Excerpted text START

Earlier today it was reported that the Rockies are one of the teams that has checked in on Ike Davis, but according to Troy Renck of the Denver Post, that's just one of many avenues the team is looking into in an attempt to fill the void left by Todd Helton's retirement. Colorado has also checked in on free agents James Loney, Justin Morneau and Mike Napoli and also has some degree of interest in Mike Morse (Twitter links). More news on the boys from Denver…
- In regards to the Rockies' previously reported interest in Brian Wilson, Renck tweets that the team will need to pay closer money to secure the Beard's services in 2014.
- MLB.com's Tracy Ringolsby spoke with senior VP of Major League operations Bill Geivett, who reiterated that Troy Tulowitzki and Carlos Gonzalez will not be traded this winter. The Rockies feel that they are close to contention and are focused on adding good players as opposed to subtracting them, writes Ringolsby. He quotes Geivett: "We spent 33 days in first place and (42) more in second place last year. Things have to happen, but it's not that far."
- Finding a bat to replace Helton is the team's "No. 1 priority" writes Ringolsby, and their preference is to fill it with a left-handed bat, which would bode well for Loney and Morneau.
- Ringolsby also notes that the team can't ignore the black hole in the fifth slot in the rotation. The Rockies went 62-50 in games started by one of Jorge De La Rosa, Jhoulys Chacin, Tyler Chatwood or Juan Nicasio. In their 50 games started by a combination of seven others, Colorado was 12-38, Ringolsby points out. They could look to add two starting options in an effort to upgrade over Nicasio as well.
- Finally from Ringolsby, neither 2013 first-rounder Jonathan Gray or 2012 supplemental-rounder Eddie Butler will open 2014 in the Majors, though each could be up as early as May 1 if need be. That seems to be a particularly aggressive timeline for Gray, who threw just 24 innings at High-A last season.

Excerpted text END
Records provided START

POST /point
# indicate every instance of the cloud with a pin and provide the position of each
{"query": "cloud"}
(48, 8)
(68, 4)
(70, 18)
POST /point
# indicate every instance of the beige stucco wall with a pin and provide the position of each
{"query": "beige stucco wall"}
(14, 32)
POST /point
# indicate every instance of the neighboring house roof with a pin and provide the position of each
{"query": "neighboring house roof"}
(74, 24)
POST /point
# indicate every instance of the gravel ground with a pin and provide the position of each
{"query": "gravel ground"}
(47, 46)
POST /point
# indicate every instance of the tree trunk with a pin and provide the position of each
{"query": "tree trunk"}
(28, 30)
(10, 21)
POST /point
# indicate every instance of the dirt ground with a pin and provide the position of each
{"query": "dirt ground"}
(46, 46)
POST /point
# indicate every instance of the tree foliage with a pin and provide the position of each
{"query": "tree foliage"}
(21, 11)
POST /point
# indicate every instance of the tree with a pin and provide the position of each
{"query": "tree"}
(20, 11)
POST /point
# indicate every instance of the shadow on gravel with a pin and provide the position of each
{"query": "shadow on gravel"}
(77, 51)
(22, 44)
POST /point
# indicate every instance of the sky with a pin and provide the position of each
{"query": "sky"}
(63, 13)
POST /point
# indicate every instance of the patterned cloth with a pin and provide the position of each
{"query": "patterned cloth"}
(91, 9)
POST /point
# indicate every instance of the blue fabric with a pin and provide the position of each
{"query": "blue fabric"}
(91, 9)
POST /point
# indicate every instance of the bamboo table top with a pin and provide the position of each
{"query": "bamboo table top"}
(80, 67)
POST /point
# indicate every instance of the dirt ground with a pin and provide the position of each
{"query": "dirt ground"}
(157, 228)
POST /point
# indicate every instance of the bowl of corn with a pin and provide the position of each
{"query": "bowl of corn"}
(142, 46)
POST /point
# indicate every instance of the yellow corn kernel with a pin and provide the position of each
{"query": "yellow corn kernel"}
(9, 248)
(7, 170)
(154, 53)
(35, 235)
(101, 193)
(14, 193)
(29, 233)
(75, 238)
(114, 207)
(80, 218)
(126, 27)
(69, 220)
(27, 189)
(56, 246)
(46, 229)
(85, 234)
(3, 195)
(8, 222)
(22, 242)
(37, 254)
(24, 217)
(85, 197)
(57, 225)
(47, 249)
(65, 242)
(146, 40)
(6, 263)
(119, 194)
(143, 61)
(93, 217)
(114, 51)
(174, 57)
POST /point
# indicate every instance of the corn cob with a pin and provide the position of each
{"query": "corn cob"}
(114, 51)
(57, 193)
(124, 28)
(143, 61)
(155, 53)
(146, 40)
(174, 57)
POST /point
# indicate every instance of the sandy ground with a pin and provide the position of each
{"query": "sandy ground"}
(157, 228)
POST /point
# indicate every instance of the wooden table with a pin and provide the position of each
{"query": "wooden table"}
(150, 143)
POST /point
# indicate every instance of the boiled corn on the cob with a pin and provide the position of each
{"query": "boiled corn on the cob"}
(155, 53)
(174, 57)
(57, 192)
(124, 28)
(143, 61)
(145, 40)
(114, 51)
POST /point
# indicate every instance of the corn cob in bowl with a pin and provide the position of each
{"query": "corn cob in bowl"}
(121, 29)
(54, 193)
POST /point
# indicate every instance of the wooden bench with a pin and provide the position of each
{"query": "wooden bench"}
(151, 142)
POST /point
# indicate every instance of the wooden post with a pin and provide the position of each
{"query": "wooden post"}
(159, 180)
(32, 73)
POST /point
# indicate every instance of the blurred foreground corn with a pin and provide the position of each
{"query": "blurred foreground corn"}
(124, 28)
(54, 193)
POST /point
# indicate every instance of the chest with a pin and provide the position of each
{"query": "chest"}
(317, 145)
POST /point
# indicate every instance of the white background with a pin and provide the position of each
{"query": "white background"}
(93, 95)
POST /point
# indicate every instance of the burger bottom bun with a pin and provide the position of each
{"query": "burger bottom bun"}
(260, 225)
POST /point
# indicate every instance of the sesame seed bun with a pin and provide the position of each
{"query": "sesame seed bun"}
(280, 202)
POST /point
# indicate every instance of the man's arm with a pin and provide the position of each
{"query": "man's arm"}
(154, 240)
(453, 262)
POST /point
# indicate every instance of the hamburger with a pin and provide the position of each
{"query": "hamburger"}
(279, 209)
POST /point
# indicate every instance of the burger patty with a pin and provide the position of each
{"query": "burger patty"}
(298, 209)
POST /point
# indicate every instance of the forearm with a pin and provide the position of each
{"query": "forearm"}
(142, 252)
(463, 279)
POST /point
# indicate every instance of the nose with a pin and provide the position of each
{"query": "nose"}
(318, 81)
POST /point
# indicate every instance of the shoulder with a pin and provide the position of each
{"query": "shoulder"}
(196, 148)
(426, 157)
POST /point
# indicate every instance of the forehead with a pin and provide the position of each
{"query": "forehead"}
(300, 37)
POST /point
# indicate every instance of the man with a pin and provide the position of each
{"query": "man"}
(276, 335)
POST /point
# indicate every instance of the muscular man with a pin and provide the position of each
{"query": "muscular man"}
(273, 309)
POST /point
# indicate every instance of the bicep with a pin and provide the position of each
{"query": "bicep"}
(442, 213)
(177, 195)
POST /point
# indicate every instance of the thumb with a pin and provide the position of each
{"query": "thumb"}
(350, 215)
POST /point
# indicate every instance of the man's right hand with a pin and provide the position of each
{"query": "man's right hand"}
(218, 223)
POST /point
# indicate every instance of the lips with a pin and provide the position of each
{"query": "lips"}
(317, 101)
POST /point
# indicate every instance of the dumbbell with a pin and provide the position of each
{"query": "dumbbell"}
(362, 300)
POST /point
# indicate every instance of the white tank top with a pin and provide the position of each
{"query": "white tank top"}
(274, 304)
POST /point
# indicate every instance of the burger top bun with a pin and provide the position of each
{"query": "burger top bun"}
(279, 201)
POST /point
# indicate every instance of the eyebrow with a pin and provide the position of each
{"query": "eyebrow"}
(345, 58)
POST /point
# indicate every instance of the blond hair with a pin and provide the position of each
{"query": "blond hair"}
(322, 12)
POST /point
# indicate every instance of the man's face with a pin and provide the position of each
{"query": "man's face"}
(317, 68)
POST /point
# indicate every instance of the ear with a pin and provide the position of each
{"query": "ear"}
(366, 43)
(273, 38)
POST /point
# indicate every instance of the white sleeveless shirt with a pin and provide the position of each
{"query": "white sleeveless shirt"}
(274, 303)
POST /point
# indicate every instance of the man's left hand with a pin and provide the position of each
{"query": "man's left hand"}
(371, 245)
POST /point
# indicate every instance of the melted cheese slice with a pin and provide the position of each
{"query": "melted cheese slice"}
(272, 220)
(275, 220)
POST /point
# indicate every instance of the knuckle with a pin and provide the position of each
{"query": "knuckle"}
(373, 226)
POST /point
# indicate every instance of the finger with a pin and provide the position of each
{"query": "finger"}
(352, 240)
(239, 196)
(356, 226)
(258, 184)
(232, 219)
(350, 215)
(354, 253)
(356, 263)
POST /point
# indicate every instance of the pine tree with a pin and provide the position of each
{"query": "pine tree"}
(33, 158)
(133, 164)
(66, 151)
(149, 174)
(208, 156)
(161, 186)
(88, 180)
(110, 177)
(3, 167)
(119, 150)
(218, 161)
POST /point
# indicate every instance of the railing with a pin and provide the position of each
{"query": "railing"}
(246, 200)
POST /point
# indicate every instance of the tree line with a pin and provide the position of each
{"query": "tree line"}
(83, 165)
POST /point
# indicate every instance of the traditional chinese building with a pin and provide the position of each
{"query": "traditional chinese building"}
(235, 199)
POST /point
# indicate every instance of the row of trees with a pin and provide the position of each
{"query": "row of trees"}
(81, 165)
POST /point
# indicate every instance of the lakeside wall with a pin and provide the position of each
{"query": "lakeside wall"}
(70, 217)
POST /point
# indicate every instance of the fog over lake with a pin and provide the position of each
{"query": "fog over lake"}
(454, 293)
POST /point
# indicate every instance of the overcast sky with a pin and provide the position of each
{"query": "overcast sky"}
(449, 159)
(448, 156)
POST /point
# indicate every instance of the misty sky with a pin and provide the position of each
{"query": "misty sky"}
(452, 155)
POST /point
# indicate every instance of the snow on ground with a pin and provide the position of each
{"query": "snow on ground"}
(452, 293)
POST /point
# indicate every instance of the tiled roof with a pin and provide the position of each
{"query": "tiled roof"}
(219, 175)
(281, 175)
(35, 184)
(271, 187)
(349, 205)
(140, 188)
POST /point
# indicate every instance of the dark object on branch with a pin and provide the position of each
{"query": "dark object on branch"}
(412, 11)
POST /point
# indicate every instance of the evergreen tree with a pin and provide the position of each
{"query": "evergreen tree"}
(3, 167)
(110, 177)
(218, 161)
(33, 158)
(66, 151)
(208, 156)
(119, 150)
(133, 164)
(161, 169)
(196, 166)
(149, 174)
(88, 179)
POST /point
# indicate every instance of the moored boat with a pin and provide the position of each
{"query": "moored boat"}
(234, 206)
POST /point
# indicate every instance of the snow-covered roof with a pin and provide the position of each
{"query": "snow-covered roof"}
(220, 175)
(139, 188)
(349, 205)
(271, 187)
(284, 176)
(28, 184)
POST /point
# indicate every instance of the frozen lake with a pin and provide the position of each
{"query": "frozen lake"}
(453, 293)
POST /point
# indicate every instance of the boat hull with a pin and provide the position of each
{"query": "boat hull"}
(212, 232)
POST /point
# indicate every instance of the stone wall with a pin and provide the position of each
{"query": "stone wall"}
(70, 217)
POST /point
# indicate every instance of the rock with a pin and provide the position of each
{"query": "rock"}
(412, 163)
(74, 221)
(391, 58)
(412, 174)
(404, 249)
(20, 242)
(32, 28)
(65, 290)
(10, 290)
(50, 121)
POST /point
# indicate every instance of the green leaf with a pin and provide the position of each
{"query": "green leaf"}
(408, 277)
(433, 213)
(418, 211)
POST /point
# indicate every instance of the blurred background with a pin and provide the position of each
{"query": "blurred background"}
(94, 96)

Records provided END

:: Apply what you read ::
1. In the Rockies news excerpt, what was Colorado's record in the 50 games started by a combination of seven other pitchers?
2. Please continue the Rockies news excerpt, picking up after its final sentence.

:: Answers to each task ::
1. 12-38

2.
The Astros may not have a realistic shot at winning next season, but they can offer playing time and have a bright future, Evan Drellich of the Houston Chronicle writes. "Someone looking to win a World Series title next year may not think about the Astros as the first place to go sign," says GM Jeff Luhnow. "But having said that, we also have an opportunity."
Luhnow also says the Astros could make a major move if the right opportunity presented itself. "If it’s the right situation for the right player, the right length of years. Houston’s a big city," he says. "We’ve got the capacity to compete with the big boys ultimately, and whether or not we start this year or next year after that, I think eventually it’s coming." Whether a top-notch free agent would be willing to come to Houston at this point is an open question, however. Here's more from around the big leagues.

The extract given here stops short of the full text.